Harmony was idle for our first month or two, while I worked on restoring the woodwork, and power and media upgrades. I was also finishing up my last two months of my career. In January 2015, my career was finished, and our adventures with the Chinook could begin.
Since the RV experience was totally new to us, I was quite naïve when it came to figuring out how to get maintenance support. Something as routine as an oil change seemed to be a big challenge. Who could I find locally to maintain this “truck”, as opposed to our regular family vehicles. I assumed (most likely mistakenly) that our local Ford dealer was not equipped to handle a 10 foot tall vehicle.
To jump ahead in the story, I did (much later) choose a local Ford dealer for maintenance, but one that was about 45 minutes away in a ranching community, which I figured dealt with more trucks than our “city” dealer. I hate car maintenance, but my personal preference for a mechanic is the dealer. I know they are (probably) more expensive, but I feel like they have an obligation to fix any Ford problem, and have the factory to back them up if things are difficult.
Back in the past, however, I didn’t know who to turn to for maintenance. I also didn’t understand the complete separation of maintenance activities for the RV components and the Ford chassis maintenance. We joined the Good Sam club, and started getting Camping World brochures in the mail. I found a coupon for a free annual inspection of the RV equipment (propane system, furnace, hot water heater, filters, fluid levels, etc.) which I thought was a good way to do a baseline checkout. I thought this would also be a good place for our first oil change, so I made an appointment for both items, (with about a two week waiting time for an opening).
Beth signed up for a seminar in San Diego, which made a good destination for our first road trip, with plans to stop at Camping World on the way home for the inspection and oil change.
We made reservations at the San Mateo state campground near San Clemente, and headed off in the afternoon. It was after dark when we arrived, but we found our camp site after a few attempts, thinking it was on the beach side of the freeway instead of the mountain side.
We woke up to a beautiful ocean view, and spent a relaxing morning, before heading into the city for the seminar. I spent most of the day in the the Chinook with Troy (our mostly Cocker Spaniel travelling companion) in San Diego Animal Shelter parking lot, while Beth attend meetings in the shelter. Nothing special to report about that day, except I learned the priceless value of having our own bathroom on the road, so we always have a place to relieve ourselves, wherever we happen to be. This turns out to be one of the most important features of an RV, when it comes to personal comfort and convenience.
We found ourselves leaving later than expected in a dark, cold and stormy night (unusual in San Diego). We headed east on I-8, where I mistakenly thought there would be many camping opportunities. We were soon out of town, in the mountains in the rain and wind. I was afraid to leave the freeway on some small mountain drive looking for a campground, so we turned to our backup plan, a rest stop. We passed the signs saying there was a rest stop ahead, but missed the unmarked turn, and continued down the highway, where there was a distinct lack of civilization. By now, the rain had worsened and there was a lot of fog on the highway. It was getting late and scary. Finally, we pulled over at a truck stop in Jacumba, near the Mexican border. There were a few trucks parked in a giant lot, so we pulled into a level area across the street from the gas station and hunkered down for the night. We were now getting more appreciation for the Chinook flexibility and boondocking capability.

#### WRITTEN PROBLEM 1
Locate each line in the entries below that contains the string "roller" and copy those lines.

(Entries from a data collection)
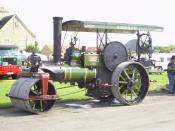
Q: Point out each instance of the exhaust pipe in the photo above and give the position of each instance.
(57, 30)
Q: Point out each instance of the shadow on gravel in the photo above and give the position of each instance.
(85, 104)
(160, 94)
(13, 112)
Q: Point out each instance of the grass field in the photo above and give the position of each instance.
(6, 84)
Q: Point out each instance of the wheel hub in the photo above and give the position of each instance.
(131, 84)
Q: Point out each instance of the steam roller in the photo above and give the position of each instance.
(33, 94)
(107, 73)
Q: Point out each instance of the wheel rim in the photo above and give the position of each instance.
(130, 82)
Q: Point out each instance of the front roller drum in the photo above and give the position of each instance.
(27, 94)
(130, 83)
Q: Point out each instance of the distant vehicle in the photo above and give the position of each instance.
(10, 60)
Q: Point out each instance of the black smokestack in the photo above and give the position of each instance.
(57, 26)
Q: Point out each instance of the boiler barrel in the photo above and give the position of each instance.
(70, 74)
(74, 74)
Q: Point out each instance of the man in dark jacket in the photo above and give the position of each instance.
(171, 75)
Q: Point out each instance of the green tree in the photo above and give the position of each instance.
(32, 48)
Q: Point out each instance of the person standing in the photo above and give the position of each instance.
(171, 75)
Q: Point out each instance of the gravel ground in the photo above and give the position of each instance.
(155, 113)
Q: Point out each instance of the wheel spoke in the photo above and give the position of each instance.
(126, 75)
(133, 73)
(123, 82)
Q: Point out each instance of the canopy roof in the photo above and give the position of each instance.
(94, 26)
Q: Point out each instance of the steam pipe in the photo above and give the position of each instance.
(57, 26)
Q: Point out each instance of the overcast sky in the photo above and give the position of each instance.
(37, 15)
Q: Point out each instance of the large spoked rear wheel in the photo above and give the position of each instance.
(130, 83)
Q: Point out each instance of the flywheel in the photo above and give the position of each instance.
(113, 54)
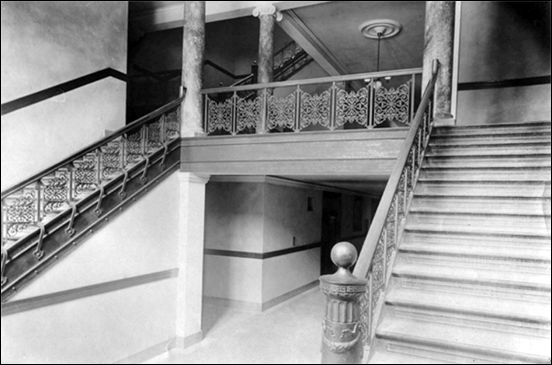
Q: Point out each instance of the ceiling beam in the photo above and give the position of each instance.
(170, 14)
(305, 38)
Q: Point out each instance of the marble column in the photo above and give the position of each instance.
(266, 15)
(193, 48)
(189, 290)
(439, 44)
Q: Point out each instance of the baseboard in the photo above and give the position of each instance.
(259, 307)
(282, 298)
(180, 342)
(235, 304)
(147, 354)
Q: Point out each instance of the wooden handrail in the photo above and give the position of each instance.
(137, 123)
(318, 80)
(64, 87)
(376, 228)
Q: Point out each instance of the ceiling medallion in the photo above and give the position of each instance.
(382, 28)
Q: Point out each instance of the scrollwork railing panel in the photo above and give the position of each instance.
(315, 109)
(281, 112)
(352, 107)
(220, 115)
(383, 239)
(248, 113)
(392, 104)
(29, 208)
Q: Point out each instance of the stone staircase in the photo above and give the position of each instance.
(471, 281)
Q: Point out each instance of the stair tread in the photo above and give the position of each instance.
(478, 250)
(506, 308)
(538, 281)
(445, 204)
(460, 238)
(447, 336)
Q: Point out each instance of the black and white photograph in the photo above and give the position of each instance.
(276, 182)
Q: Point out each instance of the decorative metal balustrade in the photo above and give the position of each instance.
(381, 244)
(373, 100)
(51, 211)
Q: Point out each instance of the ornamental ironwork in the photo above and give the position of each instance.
(392, 104)
(220, 116)
(281, 112)
(352, 107)
(315, 109)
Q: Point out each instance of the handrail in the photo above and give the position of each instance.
(383, 238)
(243, 80)
(138, 122)
(46, 215)
(317, 80)
(64, 87)
(222, 69)
(376, 227)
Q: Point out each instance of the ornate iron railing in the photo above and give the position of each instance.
(381, 99)
(49, 212)
(381, 243)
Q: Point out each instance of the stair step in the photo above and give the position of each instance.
(483, 342)
(535, 127)
(474, 306)
(506, 138)
(478, 251)
(460, 272)
(480, 205)
(519, 189)
(489, 150)
(492, 144)
(488, 174)
(382, 355)
(461, 239)
(478, 223)
(487, 161)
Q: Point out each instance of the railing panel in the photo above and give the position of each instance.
(39, 215)
(377, 100)
(382, 241)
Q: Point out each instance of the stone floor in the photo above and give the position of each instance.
(287, 333)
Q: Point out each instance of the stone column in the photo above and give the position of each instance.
(438, 44)
(189, 290)
(342, 327)
(267, 15)
(193, 47)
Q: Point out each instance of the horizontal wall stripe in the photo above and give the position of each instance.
(527, 81)
(40, 301)
(260, 255)
(50, 92)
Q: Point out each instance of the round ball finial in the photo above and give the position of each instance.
(344, 255)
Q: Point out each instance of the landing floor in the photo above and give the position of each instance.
(287, 333)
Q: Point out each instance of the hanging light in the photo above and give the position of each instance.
(379, 29)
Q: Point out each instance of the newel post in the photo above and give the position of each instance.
(341, 326)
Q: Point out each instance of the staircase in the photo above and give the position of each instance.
(471, 280)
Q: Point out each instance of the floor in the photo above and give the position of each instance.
(287, 333)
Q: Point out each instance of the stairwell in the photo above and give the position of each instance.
(471, 281)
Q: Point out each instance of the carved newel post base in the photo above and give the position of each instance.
(341, 327)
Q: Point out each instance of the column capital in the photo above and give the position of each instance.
(267, 10)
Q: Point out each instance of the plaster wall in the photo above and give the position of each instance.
(234, 216)
(501, 41)
(47, 43)
(287, 220)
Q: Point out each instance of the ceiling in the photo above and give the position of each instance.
(336, 25)
(369, 185)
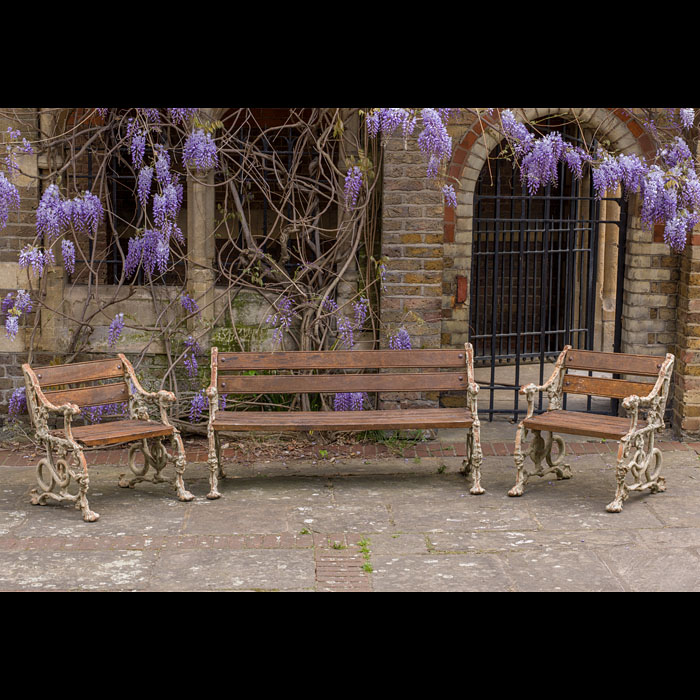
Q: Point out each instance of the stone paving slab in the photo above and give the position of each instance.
(360, 523)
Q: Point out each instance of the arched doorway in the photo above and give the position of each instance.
(536, 275)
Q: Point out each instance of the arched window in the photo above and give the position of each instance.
(534, 269)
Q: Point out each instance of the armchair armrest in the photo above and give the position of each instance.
(162, 397)
(66, 409)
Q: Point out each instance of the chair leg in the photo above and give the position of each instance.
(540, 450)
(57, 473)
(214, 461)
(472, 463)
(645, 467)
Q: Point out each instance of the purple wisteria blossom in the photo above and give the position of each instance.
(14, 308)
(38, 260)
(361, 308)
(138, 148)
(162, 165)
(200, 151)
(450, 195)
(143, 187)
(198, 405)
(190, 358)
(51, 216)
(9, 199)
(353, 185)
(182, 114)
(86, 212)
(434, 140)
(400, 340)
(18, 402)
(350, 401)
(115, 329)
(189, 304)
(68, 252)
(687, 117)
(282, 319)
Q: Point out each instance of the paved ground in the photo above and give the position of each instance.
(373, 521)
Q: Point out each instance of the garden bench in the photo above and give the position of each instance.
(635, 433)
(61, 390)
(226, 379)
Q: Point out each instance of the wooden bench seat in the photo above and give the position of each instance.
(343, 420)
(116, 432)
(62, 390)
(581, 423)
(636, 452)
(343, 372)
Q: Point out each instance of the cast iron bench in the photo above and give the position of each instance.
(636, 452)
(74, 386)
(226, 379)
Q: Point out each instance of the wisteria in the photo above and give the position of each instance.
(669, 188)
(38, 260)
(687, 117)
(68, 253)
(190, 359)
(200, 151)
(18, 402)
(401, 340)
(138, 148)
(198, 405)
(189, 304)
(9, 199)
(282, 319)
(450, 195)
(14, 307)
(353, 185)
(434, 140)
(143, 186)
(115, 329)
(182, 114)
(350, 401)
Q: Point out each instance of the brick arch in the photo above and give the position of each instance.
(617, 124)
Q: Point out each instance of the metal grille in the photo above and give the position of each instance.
(533, 276)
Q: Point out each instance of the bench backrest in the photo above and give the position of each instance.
(58, 382)
(228, 364)
(614, 363)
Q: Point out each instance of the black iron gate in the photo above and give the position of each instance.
(533, 277)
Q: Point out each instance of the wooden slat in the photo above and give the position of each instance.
(280, 384)
(617, 363)
(342, 359)
(582, 423)
(600, 386)
(116, 432)
(90, 396)
(77, 372)
(272, 421)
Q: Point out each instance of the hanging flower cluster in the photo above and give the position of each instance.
(433, 140)
(198, 405)
(14, 306)
(669, 188)
(200, 151)
(350, 401)
(190, 360)
(115, 329)
(400, 340)
(353, 185)
(282, 319)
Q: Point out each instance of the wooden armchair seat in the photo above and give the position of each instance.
(343, 371)
(62, 390)
(636, 452)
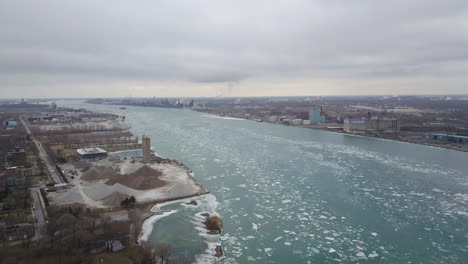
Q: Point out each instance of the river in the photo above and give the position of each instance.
(295, 195)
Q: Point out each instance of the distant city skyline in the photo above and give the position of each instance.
(239, 48)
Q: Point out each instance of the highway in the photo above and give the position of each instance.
(39, 213)
(43, 155)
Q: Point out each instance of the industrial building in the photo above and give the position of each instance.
(385, 125)
(380, 125)
(355, 125)
(316, 115)
(10, 123)
(146, 145)
(451, 138)
(91, 153)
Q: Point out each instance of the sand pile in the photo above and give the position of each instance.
(144, 178)
(99, 173)
(114, 199)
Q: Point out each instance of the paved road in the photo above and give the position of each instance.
(39, 217)
(43, 155)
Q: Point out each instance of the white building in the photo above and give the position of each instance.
(91, 153)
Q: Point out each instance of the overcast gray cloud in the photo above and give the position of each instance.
(49, 48)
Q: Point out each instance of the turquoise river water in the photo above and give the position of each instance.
(294, 195)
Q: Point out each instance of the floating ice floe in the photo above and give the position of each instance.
(278, 238)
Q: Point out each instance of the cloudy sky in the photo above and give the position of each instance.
(89, 48)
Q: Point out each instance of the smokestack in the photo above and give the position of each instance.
(146, 146)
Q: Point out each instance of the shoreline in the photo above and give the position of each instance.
(349, 134)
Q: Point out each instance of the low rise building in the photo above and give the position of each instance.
(316, 115)
(91, 153)
(451, 138)
(355, 125)
(296, 121)
(385, 125)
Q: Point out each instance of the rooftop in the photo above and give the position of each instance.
(88, 151)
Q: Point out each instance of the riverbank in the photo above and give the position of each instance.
(404, 136)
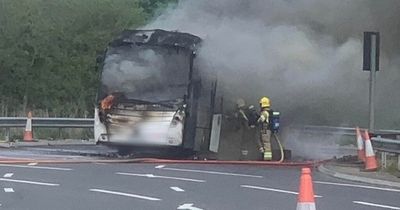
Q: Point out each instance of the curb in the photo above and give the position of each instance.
(349, 177)
(160, 161)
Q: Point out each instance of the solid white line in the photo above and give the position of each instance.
(160, 166)
(358, 186)
(274, 190)
(126, 194)
(177, 189)
(376, 205)
(28, 182)
(8, 175)
(211, 172)
(36, 167)
(8, 190)
(161, 177)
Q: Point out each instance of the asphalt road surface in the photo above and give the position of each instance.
(178, 186)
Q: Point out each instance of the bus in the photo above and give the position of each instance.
(153, 95)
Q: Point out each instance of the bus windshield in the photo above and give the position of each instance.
(146, 73)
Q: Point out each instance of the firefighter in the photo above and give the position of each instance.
(263, 121)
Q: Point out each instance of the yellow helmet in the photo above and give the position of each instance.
(265, 102)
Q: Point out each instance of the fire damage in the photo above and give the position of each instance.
(152, 94)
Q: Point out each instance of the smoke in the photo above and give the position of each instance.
(306, 55)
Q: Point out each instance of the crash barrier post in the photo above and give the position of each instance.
(370, 159)
(28, 136)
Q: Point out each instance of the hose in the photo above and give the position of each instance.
(280, 148)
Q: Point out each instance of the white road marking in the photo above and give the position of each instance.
(358, 186)
(8, 175)
(274, 190)
(188, 206)
(160, 166)
(36, 167)
(28, 182)
(161, 177)
(376, 205)
(211, 172)
(126, 194)
(177, 189)
(8, 190)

#### WRITTEN PROBLEM 2
Answer these questions using the RV travel account above:
(a) In what month and year did the writer's career end?
(b) At which campground were reservations made for the first night of the trip?
(c) In what town did the travelers park at a truck stop for the night?

#### CORRECT RESULT 1
Q: Point out each instance of the steam roller in the photo above and give the position of each instance.
Q: Point out each instance of the front roller drum in the photo above and give the position of each instance.

#### CORRECT RESULT 2
(a) January 2015
(b) The San Mateo state campground near San Clemente
(c) Jacumba, near the Mexican border